- [Given records]:
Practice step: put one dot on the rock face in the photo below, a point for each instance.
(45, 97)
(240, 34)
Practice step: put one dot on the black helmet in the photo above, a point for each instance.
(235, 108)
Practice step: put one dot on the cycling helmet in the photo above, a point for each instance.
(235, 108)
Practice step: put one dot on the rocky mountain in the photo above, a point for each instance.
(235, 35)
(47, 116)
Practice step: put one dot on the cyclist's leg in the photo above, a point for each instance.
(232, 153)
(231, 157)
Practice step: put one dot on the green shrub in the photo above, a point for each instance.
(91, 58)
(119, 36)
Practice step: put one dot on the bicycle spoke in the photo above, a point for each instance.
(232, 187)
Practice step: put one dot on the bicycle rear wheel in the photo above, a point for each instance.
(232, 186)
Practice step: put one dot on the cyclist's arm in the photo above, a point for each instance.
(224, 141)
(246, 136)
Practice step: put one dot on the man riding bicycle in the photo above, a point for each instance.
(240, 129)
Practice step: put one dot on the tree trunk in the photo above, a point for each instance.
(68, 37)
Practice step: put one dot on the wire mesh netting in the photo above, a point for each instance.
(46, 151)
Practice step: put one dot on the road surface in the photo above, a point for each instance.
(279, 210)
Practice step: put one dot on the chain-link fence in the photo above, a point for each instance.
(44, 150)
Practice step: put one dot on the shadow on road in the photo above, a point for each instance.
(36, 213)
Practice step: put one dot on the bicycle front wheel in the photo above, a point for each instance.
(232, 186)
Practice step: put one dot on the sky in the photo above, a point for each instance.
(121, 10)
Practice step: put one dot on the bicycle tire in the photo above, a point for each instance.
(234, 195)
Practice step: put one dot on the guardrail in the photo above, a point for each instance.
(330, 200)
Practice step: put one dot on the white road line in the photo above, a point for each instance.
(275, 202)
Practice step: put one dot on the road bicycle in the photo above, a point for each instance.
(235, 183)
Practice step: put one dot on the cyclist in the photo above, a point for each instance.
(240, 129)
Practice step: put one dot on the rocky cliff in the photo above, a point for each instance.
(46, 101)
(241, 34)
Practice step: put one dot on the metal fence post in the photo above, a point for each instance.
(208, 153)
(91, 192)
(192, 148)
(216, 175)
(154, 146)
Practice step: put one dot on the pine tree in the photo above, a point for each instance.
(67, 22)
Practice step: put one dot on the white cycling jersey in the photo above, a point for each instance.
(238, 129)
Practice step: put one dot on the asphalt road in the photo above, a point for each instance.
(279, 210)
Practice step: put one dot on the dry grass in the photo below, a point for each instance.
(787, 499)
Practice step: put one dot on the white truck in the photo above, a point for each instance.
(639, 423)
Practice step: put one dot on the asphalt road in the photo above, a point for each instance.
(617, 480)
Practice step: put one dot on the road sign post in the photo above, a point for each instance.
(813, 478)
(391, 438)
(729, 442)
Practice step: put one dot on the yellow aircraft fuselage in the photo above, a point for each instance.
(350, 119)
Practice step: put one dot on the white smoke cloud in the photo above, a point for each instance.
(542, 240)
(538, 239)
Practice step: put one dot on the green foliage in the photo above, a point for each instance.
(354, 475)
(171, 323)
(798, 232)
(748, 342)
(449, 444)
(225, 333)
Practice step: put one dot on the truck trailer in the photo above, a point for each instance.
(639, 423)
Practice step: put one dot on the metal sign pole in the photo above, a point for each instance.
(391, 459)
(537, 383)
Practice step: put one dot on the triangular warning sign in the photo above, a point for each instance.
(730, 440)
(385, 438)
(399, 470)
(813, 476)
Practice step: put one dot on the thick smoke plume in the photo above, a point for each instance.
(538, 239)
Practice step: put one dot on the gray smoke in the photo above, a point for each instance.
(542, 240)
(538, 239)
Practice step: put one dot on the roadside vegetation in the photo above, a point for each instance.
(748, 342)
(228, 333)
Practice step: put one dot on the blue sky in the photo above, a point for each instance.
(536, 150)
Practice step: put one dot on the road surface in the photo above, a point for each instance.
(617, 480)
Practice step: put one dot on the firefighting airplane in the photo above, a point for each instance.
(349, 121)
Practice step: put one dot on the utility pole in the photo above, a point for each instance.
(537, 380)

- [Short exercise]: Copy all the lines, exactly.

- [Exercise output]:
Practice step: put one dot on the rock face in the photo below, a point for each instance.
(45, 97)
(240, 34)
Practice step: put one dot on the black helmet in the photo above, a point for each instance.
(235, 108)
Practice step: put one dot on the cycling helmet in the photo above, a point for each instance.
(235, 108)
Practice step: put one dot on the rocky mountain in the photo above, a point for each instance.
(235, 35)
(47, 116)
Practice step: put one dot on the cyclist's leg in the photo above, a point for each instance.
(232, 153)
(231, 157)
Practice step: put one dot on the green shrub in the photo above, a point for each instance.
(91, 58)
(119, 36)
Practice step: put one dot on the bicycle spoke in the photo above, a point for each instance.
(232, 187)
Practice step: put one dot on the bicycle rear wheel in the photo above, a point for each instance.
(232, 186)
Practice step: put one dot on the cyclist's arm in the photo above, a point for each instance.
(224, 141)
(246, 136)
Practice step: put one dot on the man riding bicycle in the photo above, a point for each instance.
(240, 129)
Practice step: put one dot on the tree trunk in the photo above, a point for each instance.
(68, 37)
Practice step: put one dot on the wire mesh netting in the photo above, a point for each instance.
(46, 151)
Practice step: put one dot on the road surface in the photo above, a point for each instance.
(279, 210)
Practice step: put one dot on the chain-link fence in the photo above, a point for each instance.
(44, 150)
Practice step: put one dot on the shadow on road in the photo above, a point for each instance.
(36, 213)
Practice step: put one dot on the bicycle front wheel in the photo above, a point for each instance.
(232, 186)
Practice step: put one dot on the sky in the photo above, a point for each instance.
(121, 10)
Practice step: put one dot on the bicycle tire in the photo above, a point for each instance.
(234, 195)
Practice step: put one dot on the guardrail in the photo above, a point for each instance.
(330, 200)
Practice step: put one dot on the white road line in the photo above, a point for each instance.
(275, 202)
Practice step: put one dot on the road bicycle in the photo above, a point for each instance.
(235, 183)
Practice step: put one dot on the cyclist in the photo above, a point for each instance.
(240, 129)
Practice step: put one dot on the rocky cliff in the photo above, a point for each instance.
(46, 101)
(241, 34)
Practice step: put one dot on the metal fence post in the photo above, a point for each instance.
(208, 153)
(91, 192)
(192, 148)
(216, 175)
(154, 146)
Practice step: put one dot on the pine tree in the photo above, a point for each instance.
(67, 22)
Practice step: put one dot on the white cycling jersey in the photo above, a point for each instance.
(238, 129)
Practice step: put one dot on the asphalt road in the photo above, a point for each instance.
(279, 210)
Practice step: put one dot on the dry grass in the photo below, a point for each instance.
(787, 499)
Practice step: put one dot on the white truck in the photo above, a point for each instance.
(639, 423)
Practice step: put one dot on the asphalt road in the photo above, a point for each instance.
(617, 480)
Practice step: put one dot on the road sign post in the photo above, a point for each instance.
(813, 478)
(391, 438)
(729, 442)
Practice step: put one dot on the yellow aircraft fuselage in the photo above, a point for each instance.
(350, 119)
Practice step: put one dot on the white smoke cloud in the photo above, a point for each instance.
(542, 240)
(538, 239)
Practice step: put one dot on the green foliage in the photo above, a point for each instance.
(354, 475)
(171, 323)
(798, 232)
(748, 342)
(449, 444)
(225, 333)
Practice step: put one dot on the truck trailer in the photo above, a point for each instance.
(639, 423)
Practice step: put one dot on the metal sign pole in the photo above, a point for each instance.
(391, 459)
(537, 383)
Practice step: put one dot on the triangular warning sign in the photo above, a point for each instance.
(730, 440)
(385, 438)
(399, 470)
(813, 476)
Practice step: put one dot on the thick smoke plume in the photo above, a point for each instance.
(538, 239)
Practice step: put one dot on the gray smoke in the photo above, a point for each instance.
(542, 240)
(538, 239)
Practice step: put one dot on the roadside vegetation in the photo above, a point for each instance.
(748, 342)
(228, 333)
Practice step: put one dot on the blue sky in the photo above, a point for each instance.
(536, 150)
Practice step: put one dot on the road surface in the photo above, a point for each instance.
(617, 480)
Practice step: put one dot on the firefighting airplane in the photo above, a point for each instance.
(349, 121)
Practice step: put one dot on the utility pole in the photo above, a point for each instance.
(537, 380)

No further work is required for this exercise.